*** Opening of TEXT SEGMENT ***

Our foraging experience is built on traditional knowledge that has been passed on to us by our grandparents and parents in Eastern Europe.

We have been delving into the Irish landscape and green surroundings for the past month, in our mission to learn more about collaborating with nature for a better life.

So far, we have been living in an area South of Bray where we are amazed, every day, to pass by inumerable bushes of blackberries and hazelnut trees.

As a child, Adela used to have long walks with her mother in the countryside of Transylvania where, each August and September, they would find tens of kilograms of wild blackberries growing in a former quarry. Blackberries love the heat of the sun, even more so when it is enhanced by the heat storage properties of rocks. For a few weeks in a row, mother and daughter would go everyday to the quarry and handpick blackberries to latter turn into delicious home made syrup. Blackberries are also wonderful for making jam, and are amazing for breakfast, if you blend them with yogurt or milk into a wonderful smoothie. It is amazing to see how these readily available edibles, such as blackberries, have lately been replaced by hip and trendy exotic fruits imported from miles and miles away, from the other side of the Earth.

The daily contact with the blackberry bushes here in Ireland have elicited a few thoughts on our general attitude towards food, that we’d love to share with you.
First, taking our time to pick a handful of blackberries helps us downshift the speed at which we travel every day. Why rush? Why worry? It was heartwarming for us to understand that interacting with these lively bushes moulded our emotions into more considerate and careful attitudes toward the rhythm of our days.

Second, we realized, once more, that nature is thriving, abundent and truly altruistic in the way it shares with us. Nature, with all its edibles that we can grow or forage for, can help us engage in parallel – not to call them different – economic relations. It is kind and thoughtful to give or to share a jar of home made blackberry jam with your friend, instead of rushing to the supermarket to purchase a jar of industrially produced blackberry jam. In the later situation, who is it that you engage with? How meaningful is that engagement?

Third, through foraging, we can understand the extent of our needs and degrow. Our consumption habits are deeply rooted and realising that a bottle of pharmaceutically produced vitamins can be easily replaced by a handful of foraged fruits is an intimate revolution. We rarely relate to marketing slogans such as eat fresh, eat healthy, especially when we read these slogans on supermarket windows or on plastic bags that contain apples from New Zealand, but when you re-frame these slogans in the natural setting of the foot of a hill, consumption habits receive a new, enlightened dimension.
It is, then, up to us to make our daily choices. Trekking on hills is much more thoughtful than you can imagine.

Just take your time, remember how your parents and grandparents used to be connected to nature. If you cannot remember because you never knew it first hand, teach yourself, learn about the altruistic wonders of nature and use this knowledge to question who you are and what you do. And, most importantly, why you do everything that you do.

And then eat a handful of freshly picked wild blackberries. They are good for you!

*** Close of TEXT SEGMENT ***

**THE TASK:**
Answer the following questions using the blackberry foraging text.
1. In what area have the writers been living?
2. Where did Adela and her mother find wild blackberries each August and September?
3. According to the text, what can easily replace a bottle of pharmaceutically produced vitamins?

*** Opening of INFORMATION SUPPLIED ***

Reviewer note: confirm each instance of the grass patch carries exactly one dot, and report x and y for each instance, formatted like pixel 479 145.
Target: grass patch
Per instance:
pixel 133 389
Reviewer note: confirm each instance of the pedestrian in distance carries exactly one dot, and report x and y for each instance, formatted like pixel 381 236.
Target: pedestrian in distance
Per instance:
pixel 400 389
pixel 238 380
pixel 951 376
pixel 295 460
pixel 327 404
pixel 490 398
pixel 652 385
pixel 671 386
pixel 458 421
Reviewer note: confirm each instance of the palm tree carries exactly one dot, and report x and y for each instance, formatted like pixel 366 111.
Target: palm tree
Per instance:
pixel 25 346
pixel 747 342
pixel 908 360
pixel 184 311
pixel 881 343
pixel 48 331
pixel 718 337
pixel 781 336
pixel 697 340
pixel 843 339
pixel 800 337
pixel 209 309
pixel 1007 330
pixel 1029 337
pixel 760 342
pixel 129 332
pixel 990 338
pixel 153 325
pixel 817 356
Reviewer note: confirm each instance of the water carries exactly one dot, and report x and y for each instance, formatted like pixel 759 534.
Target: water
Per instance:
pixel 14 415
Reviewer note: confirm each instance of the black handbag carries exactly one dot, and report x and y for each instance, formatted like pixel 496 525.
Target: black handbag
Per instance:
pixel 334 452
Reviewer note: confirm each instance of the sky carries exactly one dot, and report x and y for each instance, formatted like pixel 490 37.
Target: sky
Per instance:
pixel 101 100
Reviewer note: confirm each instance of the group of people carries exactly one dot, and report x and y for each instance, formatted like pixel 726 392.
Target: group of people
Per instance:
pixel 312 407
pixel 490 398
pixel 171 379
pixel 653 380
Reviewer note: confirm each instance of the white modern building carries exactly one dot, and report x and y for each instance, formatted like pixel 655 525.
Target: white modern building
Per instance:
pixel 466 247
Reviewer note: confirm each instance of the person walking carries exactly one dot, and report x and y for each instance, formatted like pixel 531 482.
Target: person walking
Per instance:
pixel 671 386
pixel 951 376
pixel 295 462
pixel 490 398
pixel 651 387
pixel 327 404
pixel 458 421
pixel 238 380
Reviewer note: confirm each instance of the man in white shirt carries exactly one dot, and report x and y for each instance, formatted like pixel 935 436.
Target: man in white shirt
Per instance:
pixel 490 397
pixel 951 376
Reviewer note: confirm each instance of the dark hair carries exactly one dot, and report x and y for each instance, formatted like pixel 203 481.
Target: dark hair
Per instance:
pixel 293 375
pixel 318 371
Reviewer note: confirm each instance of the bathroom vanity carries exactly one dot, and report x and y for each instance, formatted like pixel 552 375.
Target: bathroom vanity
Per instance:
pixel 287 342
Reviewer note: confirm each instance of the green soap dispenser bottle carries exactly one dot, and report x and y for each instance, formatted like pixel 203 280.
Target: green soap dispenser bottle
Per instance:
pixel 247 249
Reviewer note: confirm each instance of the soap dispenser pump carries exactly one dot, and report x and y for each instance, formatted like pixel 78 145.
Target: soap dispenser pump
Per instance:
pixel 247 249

*** Close of INFORMATION SUPPLIED ***

**SOLUTION TO THIS EXERCISE:**
1. An area South of Bray.
2. In a former quarry in the countryside of Transylvania.
3. A handful of foraged fruits.